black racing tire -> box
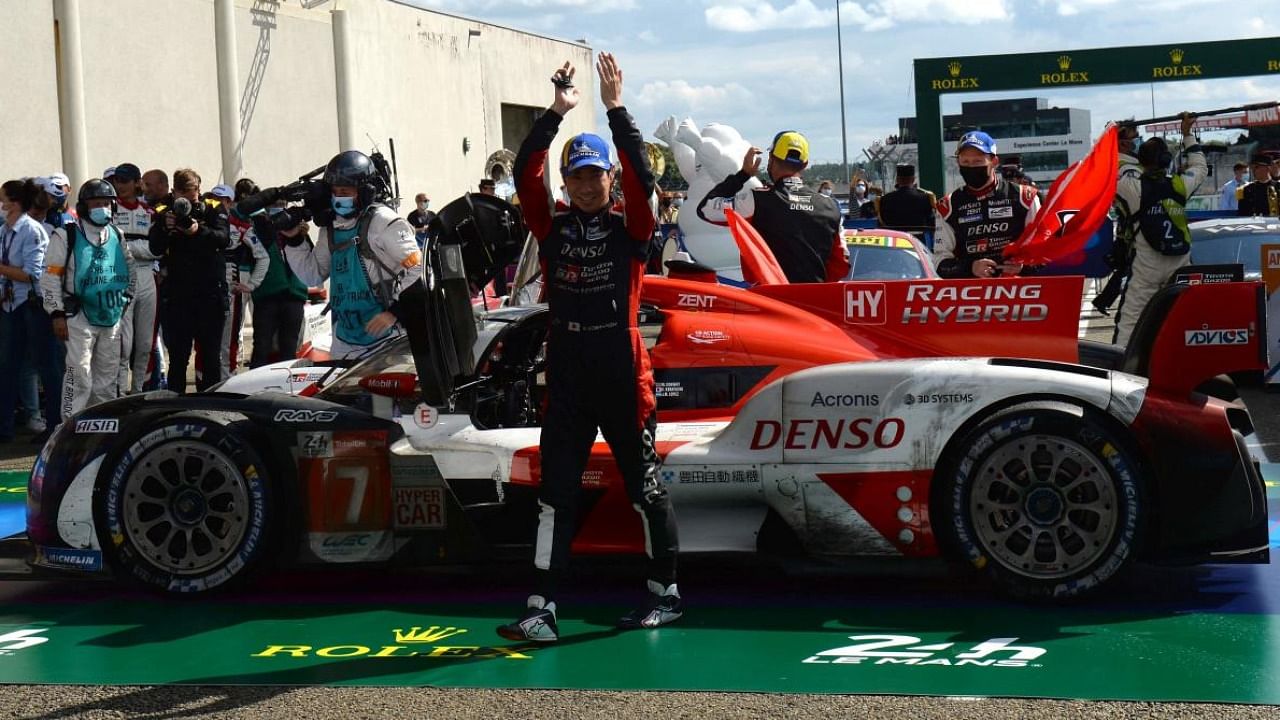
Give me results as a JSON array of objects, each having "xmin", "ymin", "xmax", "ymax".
[
  {"xmin": 935, "ymin": 402, "xmax": 1143, "ymax": 601},
  {"xmin": 97, "ymin": 418, "xmax": 273, "ymax": 595}
]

▸ Task
Set down the lines of the records above exactly, apart from the pictures.

▸ Exercise solution
black racing tire -> box
Give me results as a JSON array of objects, each having "xmin", "ymin", "xmax", "ymax".
[
  {"xmin": 935, "ymin": 402, "xmax": 1143, "ymax": 601},
  {"xmin": 97, "ymin": 418, "xmax": 273, "ymax": 595}
]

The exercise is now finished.